Start of Entries shown

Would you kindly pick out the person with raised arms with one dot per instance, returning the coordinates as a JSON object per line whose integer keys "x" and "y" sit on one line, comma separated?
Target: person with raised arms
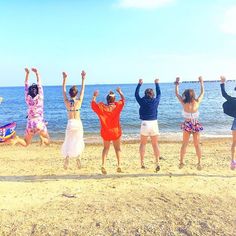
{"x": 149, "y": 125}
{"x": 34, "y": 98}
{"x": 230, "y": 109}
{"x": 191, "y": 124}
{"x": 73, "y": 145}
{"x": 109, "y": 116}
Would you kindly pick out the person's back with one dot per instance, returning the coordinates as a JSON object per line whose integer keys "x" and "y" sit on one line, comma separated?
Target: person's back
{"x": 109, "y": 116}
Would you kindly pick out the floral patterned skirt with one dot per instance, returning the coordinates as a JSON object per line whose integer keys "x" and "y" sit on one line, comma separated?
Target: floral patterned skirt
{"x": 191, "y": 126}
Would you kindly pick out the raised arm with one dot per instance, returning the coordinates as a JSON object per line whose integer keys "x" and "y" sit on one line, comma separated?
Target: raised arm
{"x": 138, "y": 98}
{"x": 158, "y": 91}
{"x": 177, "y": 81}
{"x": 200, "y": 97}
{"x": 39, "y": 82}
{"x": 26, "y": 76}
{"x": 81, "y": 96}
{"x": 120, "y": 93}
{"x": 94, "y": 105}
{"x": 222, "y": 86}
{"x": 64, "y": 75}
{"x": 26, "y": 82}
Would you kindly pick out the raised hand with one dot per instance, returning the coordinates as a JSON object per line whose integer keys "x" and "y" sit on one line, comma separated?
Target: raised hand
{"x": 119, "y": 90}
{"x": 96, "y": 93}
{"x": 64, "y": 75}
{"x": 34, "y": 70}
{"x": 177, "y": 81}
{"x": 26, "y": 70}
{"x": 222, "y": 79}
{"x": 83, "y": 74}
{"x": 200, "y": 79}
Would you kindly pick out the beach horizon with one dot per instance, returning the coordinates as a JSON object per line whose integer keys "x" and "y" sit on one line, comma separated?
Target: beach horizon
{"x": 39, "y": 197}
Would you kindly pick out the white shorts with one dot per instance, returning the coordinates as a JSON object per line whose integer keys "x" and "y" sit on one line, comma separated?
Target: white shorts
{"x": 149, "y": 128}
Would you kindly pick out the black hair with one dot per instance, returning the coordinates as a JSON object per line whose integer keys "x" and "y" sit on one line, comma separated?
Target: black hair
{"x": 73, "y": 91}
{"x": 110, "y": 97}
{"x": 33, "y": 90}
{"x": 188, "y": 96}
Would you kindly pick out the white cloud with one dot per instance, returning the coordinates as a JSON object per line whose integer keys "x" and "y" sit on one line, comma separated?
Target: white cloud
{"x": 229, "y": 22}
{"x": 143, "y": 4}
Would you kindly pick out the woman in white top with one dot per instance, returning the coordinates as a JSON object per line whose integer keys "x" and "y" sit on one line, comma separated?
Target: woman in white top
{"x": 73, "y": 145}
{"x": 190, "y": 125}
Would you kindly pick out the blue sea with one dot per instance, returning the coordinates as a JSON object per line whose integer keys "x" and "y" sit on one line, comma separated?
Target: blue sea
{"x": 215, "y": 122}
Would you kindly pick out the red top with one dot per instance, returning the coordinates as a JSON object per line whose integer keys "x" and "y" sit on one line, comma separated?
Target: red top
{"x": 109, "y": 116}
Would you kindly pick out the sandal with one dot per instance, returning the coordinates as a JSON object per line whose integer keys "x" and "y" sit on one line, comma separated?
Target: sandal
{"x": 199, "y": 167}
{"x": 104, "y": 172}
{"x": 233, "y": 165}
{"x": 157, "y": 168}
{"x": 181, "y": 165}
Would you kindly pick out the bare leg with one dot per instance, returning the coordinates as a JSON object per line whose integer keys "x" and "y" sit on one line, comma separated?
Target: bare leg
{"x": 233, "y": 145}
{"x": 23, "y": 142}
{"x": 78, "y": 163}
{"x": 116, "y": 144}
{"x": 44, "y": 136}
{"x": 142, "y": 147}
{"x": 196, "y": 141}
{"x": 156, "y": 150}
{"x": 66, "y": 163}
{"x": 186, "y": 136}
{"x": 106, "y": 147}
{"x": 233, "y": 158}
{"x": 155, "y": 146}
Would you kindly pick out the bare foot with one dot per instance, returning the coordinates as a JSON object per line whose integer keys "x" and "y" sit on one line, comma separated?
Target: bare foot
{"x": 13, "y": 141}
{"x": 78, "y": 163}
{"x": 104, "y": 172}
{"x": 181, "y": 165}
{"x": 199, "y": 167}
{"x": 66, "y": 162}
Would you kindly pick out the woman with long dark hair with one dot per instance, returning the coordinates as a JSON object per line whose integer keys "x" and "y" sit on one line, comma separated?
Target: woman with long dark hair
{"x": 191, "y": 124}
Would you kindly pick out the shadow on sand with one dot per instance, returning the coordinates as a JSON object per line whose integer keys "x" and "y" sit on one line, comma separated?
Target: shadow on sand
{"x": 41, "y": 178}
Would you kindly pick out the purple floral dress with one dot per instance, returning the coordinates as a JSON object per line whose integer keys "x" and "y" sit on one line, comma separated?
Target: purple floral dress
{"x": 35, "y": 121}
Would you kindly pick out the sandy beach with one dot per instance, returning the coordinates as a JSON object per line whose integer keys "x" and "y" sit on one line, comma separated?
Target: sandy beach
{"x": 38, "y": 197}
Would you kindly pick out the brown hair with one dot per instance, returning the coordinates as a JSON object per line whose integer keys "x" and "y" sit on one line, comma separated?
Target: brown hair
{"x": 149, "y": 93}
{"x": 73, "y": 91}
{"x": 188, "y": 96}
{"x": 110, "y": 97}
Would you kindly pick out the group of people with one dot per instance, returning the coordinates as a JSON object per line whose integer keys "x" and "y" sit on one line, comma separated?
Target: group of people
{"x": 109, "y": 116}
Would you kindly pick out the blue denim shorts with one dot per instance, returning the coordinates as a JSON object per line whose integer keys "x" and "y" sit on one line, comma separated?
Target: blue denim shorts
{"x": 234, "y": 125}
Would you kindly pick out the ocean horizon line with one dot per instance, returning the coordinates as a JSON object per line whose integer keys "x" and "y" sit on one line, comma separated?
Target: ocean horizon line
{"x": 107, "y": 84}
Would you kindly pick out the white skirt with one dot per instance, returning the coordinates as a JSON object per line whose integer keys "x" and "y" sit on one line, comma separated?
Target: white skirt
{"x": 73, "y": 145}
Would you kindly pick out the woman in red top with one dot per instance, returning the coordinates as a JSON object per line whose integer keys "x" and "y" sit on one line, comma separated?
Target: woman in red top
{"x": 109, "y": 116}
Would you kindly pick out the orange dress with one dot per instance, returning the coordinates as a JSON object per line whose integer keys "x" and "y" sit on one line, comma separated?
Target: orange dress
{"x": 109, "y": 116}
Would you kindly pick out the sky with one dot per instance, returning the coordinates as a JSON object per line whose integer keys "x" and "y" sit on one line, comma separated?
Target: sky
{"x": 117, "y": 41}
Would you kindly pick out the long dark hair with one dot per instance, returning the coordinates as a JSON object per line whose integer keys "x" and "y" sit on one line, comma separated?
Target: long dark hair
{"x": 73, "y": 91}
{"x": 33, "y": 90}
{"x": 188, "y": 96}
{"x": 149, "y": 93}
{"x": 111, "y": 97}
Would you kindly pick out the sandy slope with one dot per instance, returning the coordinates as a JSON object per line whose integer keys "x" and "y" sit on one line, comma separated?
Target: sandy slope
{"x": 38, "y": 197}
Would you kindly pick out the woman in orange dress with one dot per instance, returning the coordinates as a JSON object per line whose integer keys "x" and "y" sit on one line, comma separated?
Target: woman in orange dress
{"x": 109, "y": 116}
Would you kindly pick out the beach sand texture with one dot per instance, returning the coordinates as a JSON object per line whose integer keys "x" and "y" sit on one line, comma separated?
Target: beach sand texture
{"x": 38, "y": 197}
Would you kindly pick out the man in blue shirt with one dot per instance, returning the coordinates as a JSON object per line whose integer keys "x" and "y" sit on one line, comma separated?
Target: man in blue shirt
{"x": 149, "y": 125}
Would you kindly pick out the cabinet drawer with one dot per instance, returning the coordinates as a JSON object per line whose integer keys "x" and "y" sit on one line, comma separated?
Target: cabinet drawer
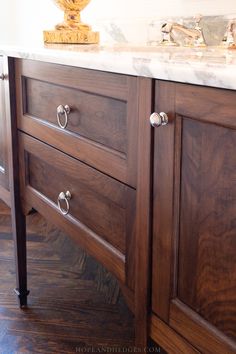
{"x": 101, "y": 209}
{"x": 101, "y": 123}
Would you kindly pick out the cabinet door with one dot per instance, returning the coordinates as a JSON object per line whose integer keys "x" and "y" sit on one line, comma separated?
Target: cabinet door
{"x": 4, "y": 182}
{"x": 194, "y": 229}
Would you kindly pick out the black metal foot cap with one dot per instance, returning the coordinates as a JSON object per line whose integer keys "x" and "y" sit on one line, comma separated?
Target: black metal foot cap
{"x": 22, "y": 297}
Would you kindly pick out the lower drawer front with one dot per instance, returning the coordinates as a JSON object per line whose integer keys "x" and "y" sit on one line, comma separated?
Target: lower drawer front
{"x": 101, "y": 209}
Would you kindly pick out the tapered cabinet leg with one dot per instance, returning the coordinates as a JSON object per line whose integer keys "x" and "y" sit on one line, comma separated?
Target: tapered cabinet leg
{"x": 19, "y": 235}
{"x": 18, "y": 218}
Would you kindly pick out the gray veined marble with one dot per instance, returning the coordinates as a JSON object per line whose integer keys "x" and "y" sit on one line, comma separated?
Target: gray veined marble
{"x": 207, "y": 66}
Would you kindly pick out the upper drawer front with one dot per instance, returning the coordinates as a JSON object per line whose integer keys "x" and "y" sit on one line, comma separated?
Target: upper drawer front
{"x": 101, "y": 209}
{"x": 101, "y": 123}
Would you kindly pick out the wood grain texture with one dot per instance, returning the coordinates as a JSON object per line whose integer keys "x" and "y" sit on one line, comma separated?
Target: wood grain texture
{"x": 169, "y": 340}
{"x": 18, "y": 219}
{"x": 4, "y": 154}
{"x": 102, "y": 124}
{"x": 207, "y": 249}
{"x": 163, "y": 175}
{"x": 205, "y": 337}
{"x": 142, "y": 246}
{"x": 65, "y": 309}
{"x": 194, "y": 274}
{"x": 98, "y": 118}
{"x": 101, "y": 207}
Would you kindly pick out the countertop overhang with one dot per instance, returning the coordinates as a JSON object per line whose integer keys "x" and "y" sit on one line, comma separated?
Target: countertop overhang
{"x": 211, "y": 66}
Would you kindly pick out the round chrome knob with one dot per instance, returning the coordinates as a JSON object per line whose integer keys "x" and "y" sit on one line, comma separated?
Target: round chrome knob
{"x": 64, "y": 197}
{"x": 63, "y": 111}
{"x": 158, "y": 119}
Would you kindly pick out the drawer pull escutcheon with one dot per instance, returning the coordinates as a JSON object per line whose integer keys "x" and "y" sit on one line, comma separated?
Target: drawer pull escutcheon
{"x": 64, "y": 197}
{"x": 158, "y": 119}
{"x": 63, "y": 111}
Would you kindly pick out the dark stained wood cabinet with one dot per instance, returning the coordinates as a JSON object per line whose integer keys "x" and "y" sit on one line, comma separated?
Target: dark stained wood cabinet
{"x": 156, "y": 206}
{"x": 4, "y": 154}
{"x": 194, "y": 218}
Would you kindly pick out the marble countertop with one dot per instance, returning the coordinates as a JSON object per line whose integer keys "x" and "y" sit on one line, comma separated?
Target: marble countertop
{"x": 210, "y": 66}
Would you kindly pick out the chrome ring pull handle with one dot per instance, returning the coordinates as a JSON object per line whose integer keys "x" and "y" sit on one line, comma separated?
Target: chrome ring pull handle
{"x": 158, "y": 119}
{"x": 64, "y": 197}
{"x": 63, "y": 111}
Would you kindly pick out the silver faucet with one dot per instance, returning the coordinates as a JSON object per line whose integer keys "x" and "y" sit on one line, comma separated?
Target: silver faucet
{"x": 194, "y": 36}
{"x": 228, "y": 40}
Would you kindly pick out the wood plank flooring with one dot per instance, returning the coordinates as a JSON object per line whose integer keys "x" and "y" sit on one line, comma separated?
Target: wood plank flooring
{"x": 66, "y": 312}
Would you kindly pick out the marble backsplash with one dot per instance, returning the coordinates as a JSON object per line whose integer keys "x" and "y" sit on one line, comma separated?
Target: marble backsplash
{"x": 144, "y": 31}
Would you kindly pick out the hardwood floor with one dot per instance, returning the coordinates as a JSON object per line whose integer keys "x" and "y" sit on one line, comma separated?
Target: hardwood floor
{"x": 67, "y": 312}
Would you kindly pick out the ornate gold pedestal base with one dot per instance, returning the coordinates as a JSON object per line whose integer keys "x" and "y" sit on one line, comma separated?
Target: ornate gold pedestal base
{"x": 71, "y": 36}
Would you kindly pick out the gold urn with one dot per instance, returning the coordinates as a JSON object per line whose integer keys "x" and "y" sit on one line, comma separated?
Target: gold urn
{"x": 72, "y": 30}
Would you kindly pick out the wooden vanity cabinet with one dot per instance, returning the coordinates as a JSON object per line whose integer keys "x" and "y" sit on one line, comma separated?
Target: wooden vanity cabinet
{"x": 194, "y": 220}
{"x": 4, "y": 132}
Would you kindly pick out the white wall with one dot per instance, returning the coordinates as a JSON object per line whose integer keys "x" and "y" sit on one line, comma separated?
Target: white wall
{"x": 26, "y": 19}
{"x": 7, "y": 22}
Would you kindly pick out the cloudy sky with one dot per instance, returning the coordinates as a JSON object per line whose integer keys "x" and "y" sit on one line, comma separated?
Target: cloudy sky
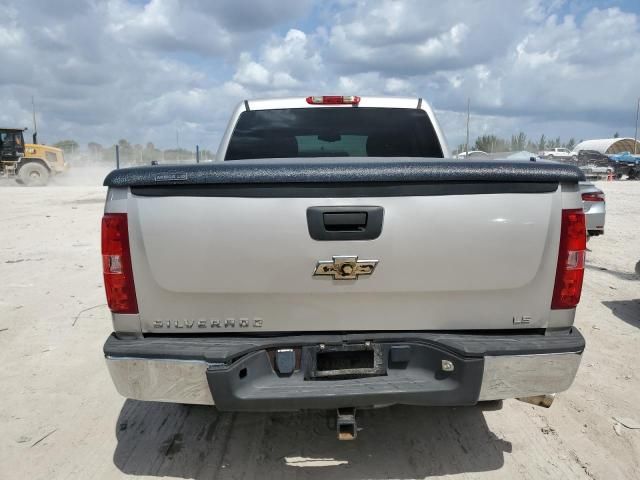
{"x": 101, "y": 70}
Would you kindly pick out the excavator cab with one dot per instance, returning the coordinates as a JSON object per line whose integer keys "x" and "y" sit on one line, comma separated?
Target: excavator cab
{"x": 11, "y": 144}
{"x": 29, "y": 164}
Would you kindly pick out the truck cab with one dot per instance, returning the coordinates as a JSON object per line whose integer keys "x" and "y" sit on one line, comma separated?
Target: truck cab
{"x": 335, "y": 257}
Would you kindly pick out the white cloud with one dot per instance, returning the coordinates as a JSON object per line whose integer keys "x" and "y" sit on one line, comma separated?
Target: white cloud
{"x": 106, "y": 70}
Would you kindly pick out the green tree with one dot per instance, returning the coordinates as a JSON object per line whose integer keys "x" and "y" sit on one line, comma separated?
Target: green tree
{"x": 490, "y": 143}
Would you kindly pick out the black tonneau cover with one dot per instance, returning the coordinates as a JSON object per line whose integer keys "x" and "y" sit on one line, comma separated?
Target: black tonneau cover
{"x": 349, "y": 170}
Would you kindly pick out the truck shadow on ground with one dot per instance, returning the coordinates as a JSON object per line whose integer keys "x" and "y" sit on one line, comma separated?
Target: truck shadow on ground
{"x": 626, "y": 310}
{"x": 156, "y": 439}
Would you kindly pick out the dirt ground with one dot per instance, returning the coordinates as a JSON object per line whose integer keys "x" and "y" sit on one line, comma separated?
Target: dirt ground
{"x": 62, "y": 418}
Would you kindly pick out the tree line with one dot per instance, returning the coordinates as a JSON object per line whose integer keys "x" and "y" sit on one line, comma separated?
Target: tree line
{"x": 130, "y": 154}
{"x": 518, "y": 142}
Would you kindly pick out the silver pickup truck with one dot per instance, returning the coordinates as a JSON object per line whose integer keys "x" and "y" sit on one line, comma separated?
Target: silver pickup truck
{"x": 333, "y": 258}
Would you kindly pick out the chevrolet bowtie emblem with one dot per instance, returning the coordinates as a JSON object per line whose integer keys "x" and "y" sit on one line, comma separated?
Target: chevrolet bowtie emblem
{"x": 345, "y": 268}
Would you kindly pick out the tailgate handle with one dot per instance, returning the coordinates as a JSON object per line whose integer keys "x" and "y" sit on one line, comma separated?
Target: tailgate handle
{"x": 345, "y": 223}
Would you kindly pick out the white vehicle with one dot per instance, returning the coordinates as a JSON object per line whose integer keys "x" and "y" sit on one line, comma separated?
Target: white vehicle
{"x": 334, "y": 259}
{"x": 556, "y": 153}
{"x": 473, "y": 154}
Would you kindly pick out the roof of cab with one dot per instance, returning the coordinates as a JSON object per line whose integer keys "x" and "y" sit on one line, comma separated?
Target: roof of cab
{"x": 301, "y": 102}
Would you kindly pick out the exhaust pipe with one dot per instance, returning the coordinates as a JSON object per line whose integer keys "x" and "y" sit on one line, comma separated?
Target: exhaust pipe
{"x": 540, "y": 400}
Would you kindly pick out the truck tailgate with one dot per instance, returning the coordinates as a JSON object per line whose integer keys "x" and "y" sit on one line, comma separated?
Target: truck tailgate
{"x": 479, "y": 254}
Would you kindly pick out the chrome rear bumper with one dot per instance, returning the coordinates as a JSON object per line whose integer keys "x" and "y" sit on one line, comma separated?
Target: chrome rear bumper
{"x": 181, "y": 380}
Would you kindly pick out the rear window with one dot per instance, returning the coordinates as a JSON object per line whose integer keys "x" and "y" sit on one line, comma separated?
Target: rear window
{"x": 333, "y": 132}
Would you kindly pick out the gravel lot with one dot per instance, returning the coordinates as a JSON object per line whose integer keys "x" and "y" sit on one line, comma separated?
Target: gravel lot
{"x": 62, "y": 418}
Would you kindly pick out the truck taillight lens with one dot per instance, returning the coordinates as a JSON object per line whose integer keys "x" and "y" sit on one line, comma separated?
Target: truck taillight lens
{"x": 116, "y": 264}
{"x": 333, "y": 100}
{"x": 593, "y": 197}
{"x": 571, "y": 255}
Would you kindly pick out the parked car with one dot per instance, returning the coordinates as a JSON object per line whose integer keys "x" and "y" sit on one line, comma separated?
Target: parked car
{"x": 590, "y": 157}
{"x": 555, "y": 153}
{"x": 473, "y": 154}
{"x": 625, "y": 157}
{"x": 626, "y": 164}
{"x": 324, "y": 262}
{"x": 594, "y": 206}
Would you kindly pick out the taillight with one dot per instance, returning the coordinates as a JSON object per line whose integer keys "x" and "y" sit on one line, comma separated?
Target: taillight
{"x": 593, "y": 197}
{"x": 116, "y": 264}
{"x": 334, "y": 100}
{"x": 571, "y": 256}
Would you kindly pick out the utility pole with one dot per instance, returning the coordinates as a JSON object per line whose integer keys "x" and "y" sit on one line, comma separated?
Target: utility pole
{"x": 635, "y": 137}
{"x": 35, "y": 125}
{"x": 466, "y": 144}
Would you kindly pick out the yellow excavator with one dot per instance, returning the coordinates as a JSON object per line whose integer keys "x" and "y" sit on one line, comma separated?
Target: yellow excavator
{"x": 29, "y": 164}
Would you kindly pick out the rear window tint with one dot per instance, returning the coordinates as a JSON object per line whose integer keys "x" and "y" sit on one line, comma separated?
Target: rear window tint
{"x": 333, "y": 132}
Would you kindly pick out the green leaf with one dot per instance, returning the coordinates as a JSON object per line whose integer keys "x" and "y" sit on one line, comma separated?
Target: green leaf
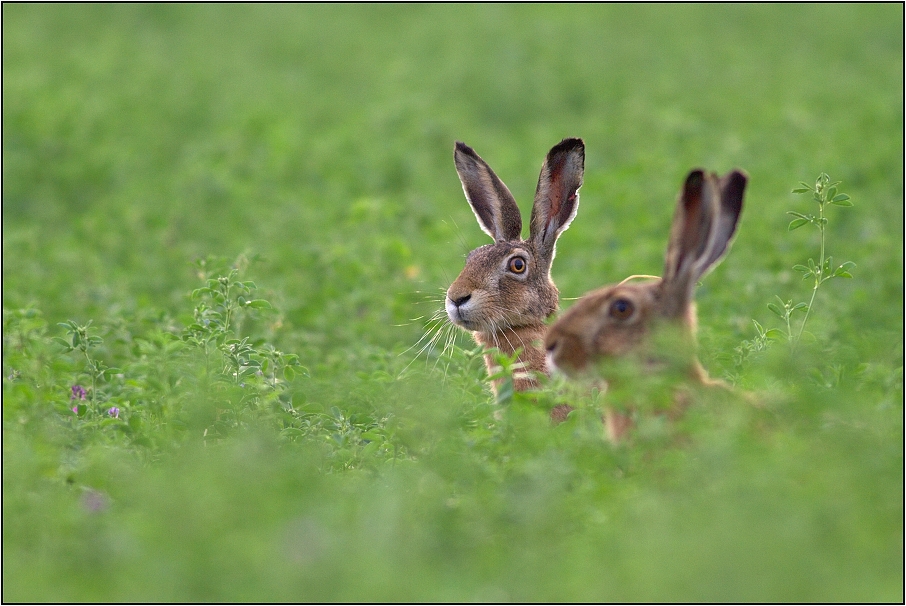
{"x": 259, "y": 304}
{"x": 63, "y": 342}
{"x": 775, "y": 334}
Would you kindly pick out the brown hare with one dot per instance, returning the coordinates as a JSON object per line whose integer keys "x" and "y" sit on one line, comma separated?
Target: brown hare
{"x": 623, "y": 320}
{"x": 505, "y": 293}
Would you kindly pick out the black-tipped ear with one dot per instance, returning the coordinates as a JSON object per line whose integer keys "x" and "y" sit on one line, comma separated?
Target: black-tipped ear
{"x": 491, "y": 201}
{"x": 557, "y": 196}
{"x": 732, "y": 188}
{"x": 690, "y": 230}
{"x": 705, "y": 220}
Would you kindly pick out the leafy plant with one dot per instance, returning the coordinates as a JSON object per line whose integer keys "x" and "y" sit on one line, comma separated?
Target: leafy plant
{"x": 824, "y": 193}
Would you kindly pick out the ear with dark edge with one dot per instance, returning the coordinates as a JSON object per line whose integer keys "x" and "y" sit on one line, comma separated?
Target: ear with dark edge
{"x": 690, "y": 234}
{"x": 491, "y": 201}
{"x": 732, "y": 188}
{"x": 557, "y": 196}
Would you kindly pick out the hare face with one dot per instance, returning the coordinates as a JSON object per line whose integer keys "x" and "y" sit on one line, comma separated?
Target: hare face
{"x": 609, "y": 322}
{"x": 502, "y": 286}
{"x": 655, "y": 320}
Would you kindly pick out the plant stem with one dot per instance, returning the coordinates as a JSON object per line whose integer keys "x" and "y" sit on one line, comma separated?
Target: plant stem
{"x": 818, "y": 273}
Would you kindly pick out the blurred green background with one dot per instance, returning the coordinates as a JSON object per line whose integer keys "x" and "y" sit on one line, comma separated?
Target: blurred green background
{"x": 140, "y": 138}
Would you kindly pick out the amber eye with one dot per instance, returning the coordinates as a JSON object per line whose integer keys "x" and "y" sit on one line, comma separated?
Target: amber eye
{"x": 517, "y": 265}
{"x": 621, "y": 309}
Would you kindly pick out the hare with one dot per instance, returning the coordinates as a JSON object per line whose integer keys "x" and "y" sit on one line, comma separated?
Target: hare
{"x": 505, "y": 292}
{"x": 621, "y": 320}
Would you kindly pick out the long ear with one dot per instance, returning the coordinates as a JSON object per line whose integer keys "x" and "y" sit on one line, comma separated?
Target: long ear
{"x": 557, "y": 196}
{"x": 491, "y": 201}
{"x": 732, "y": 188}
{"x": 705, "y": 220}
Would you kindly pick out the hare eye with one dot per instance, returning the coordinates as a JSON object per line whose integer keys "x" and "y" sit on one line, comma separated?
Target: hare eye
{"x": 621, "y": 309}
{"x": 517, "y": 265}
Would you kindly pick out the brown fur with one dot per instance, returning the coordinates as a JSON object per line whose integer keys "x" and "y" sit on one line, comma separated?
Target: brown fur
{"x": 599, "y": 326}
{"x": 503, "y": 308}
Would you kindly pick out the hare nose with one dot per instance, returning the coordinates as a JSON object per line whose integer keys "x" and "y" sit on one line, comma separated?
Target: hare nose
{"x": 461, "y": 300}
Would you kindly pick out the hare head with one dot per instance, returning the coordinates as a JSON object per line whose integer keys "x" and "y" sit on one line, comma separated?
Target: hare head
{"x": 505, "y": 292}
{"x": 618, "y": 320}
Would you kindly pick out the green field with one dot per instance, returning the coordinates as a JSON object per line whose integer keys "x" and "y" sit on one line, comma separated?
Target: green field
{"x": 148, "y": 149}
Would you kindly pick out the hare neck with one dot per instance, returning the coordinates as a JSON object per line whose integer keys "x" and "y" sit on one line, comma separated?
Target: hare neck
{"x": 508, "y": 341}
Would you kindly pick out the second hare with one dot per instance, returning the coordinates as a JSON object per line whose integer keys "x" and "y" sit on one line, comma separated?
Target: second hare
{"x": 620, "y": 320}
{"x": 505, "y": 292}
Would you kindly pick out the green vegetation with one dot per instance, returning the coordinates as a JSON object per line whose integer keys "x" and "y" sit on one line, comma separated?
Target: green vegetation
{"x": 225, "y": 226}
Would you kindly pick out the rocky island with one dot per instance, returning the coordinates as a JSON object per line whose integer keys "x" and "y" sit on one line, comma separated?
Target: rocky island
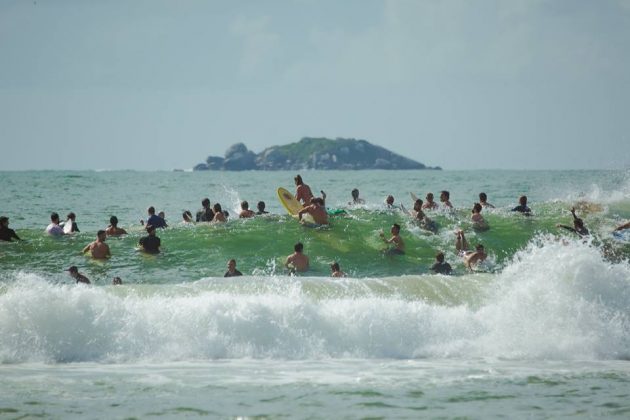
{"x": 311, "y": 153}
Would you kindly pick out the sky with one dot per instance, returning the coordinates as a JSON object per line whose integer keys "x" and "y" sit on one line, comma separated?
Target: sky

End of Entries shown

• Your instructions: Skip all pictures. Write out only the lines from the one containing "Would you kindly pick out the green vegetation" to the end of the listing above, inclusive, exactly as given.

• Response below:
Would you kindly pick out the green vegetation with one dot per instance, returning the coordinates as a JSON object per line whose integer keys "x" and "y" sit on one line, comma separated?
Target: green vegetation
{"x": 225, "y": 226}
Would you kindly pick out the rocky island with one dot per instance, returning the coordinates as a JSON object per line whose integer keys "x" and "y" sit on one line, comma separated?
Target: rocky island
{"x": 311, "y": 153}
Would you kindly pick out the sky with one dot per instance, returning the coordinates as a JSON object per line whose integer keys "x" and "y" sit on one line, comma separated?
Target: sky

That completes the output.